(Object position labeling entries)
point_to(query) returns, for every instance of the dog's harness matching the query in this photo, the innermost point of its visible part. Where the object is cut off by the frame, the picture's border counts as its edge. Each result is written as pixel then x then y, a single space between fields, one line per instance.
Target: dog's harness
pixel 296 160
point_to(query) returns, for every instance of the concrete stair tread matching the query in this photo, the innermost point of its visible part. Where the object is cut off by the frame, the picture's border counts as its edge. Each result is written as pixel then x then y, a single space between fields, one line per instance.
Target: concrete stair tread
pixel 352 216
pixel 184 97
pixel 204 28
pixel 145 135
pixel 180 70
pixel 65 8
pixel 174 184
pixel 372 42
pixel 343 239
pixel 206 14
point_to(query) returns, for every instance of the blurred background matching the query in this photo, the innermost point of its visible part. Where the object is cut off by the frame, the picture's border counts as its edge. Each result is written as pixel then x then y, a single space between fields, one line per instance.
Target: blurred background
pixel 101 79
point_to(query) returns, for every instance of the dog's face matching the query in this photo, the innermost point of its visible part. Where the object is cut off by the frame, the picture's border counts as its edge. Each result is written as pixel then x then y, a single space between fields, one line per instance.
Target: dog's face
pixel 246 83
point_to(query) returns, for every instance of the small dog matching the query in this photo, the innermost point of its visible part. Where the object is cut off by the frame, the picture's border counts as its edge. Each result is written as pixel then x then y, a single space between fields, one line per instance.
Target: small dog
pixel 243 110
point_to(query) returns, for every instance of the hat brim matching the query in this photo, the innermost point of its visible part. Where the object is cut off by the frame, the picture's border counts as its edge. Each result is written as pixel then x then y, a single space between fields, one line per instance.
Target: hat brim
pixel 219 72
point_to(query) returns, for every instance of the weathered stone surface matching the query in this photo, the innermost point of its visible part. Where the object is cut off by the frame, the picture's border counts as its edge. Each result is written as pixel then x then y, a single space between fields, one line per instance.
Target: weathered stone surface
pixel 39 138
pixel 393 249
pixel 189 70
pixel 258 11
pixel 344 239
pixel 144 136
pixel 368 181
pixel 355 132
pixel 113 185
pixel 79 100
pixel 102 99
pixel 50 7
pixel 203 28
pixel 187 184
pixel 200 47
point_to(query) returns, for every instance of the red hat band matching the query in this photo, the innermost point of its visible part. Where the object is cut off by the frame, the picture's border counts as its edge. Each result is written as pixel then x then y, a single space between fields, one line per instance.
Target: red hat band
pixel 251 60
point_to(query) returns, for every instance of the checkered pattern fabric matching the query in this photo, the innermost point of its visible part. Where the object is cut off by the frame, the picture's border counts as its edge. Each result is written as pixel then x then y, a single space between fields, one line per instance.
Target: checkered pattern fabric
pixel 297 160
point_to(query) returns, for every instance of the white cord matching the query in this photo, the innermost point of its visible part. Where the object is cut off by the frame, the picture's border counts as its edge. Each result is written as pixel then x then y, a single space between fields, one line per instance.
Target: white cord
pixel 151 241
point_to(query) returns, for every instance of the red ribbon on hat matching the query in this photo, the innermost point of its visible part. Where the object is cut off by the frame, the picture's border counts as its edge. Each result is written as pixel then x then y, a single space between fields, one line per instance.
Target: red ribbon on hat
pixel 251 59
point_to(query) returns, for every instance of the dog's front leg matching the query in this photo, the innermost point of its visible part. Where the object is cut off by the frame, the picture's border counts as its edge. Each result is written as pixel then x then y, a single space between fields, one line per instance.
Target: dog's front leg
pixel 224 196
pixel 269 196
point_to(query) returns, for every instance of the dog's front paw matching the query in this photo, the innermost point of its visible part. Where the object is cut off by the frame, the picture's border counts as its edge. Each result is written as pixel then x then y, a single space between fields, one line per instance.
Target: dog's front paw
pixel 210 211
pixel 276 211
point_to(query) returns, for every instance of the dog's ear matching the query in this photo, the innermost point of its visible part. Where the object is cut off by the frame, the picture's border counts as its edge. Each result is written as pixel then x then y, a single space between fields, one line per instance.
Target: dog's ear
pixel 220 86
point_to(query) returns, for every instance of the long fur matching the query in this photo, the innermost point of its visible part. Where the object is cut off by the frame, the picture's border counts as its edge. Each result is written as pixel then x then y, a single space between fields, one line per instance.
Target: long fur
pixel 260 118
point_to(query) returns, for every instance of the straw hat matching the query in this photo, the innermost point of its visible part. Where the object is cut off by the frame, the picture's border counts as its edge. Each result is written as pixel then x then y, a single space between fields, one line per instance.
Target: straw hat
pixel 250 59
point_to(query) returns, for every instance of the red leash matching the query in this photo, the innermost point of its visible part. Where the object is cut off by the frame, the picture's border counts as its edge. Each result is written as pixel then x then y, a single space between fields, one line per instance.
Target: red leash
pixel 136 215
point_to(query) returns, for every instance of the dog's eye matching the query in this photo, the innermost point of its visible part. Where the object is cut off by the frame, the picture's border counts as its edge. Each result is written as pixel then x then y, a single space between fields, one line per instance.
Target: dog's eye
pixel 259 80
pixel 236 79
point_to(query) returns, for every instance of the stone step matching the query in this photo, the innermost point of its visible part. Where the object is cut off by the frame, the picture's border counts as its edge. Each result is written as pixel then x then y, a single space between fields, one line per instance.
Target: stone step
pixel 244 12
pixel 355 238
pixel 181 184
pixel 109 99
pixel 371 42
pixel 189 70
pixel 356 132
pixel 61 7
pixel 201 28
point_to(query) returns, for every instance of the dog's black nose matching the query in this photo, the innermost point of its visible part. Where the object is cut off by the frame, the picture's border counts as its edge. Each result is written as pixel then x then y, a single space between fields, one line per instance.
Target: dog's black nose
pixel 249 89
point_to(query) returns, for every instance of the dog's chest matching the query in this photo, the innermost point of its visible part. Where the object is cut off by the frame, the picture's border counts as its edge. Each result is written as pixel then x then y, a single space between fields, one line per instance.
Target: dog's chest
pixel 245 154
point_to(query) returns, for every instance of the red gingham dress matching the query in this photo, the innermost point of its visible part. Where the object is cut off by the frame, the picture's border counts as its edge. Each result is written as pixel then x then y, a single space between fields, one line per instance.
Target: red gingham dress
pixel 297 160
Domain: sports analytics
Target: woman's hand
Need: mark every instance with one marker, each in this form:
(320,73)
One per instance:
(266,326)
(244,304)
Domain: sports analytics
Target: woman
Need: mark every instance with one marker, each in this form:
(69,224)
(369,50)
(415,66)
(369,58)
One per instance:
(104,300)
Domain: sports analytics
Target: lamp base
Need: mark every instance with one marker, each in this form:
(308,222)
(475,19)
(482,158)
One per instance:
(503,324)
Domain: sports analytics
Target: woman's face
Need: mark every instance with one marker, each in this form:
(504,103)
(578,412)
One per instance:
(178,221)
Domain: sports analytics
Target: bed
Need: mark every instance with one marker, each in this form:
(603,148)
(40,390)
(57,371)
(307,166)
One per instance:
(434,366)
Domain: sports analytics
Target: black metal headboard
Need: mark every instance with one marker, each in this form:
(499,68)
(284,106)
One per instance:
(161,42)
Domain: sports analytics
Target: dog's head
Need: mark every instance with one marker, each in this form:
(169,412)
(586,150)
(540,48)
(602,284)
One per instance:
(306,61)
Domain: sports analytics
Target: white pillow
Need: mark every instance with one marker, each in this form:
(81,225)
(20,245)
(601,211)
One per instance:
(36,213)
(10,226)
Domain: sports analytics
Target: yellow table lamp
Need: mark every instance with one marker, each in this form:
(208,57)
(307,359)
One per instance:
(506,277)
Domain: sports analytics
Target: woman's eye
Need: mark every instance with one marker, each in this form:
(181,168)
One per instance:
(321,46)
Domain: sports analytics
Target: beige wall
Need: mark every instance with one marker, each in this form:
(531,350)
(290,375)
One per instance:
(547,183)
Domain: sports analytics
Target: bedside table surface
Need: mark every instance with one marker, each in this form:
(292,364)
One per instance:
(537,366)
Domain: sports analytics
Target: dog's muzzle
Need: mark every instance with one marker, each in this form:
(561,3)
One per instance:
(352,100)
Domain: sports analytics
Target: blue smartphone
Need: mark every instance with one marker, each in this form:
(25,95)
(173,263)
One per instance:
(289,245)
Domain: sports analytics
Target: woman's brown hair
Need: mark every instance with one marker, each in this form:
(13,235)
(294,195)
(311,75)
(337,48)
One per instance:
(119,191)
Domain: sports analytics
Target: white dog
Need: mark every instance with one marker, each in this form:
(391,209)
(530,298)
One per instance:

Your instructions - Put the material from its start through the line containing "pixel 219 72" into a two-column CSV headed input and output, with one row for each text and its answer. Quote every field and replace any line breaks inside a field with spaces.

Complete answer -
input,output
"point_to(query) returns, for every instance of the dog's harness matching the query in this photo, the innermost point of its visible part. Where the object is cut off by the frame, the picture's border counts as its edge. Each result is written as pixel then x then y, a single space between fields, one line per instance. Target: dog's harness","pixel 296 160"
"point_to(query) returns, for every instance of the concrete stair tread matching the query in this photo, the innermost point of its visible part. Where the object is cut off by the frame, the picture's border counts as its edge. Each result is written as pixel then x then y, a single space between fields, one line per instance. Target: concrete stair tread","pixel 352 216 pixel 184 97 pixel 204 28 pixel 145 135 pixel 180 70 pixel 65 8 pixel 174 184 pixel 372 42 pixel 343 239 pixel 206 14"
"point_to(query) returns, for every instance of the blurred background matching the query in this photo, the innermost point of its visible part. Where the object is cut off by the frame, the picture's border counts as its edge. Each result is written as pixel then x then y, a single space between fields, one line per instance. Target: blurred background","pixel 101 79"
"point_to(query) returns, for every instance of the dog's face matching the query in this photo, the innermost point of its visible part. Where the object is cut off by the frame, the picture's border counts as its edge. Each result is written as pixel then x then y, a single space between fields, one line per instance. Target: dog's face","pixel 246 83"
"point_to(query) returns, for every instance of the small dog matching the query in this photo, the innermost point of its visible part. Where the object is cut off by the frame, the picture's border counts as its edge. Each result is written as pixel then x then y, a single space between fields, one line per instance. Target: small dog","pixel 243 110"
"point_to(query) returns, for every instance of the hat brim matching the query in this photo, the innermost point of its visible part. Where the object is cut off by the frame, the picture's border counts as its edge. Each result is written as pixel then x then y, a single space between fields, one line per instance. Target: hat brim","pixel 219 72"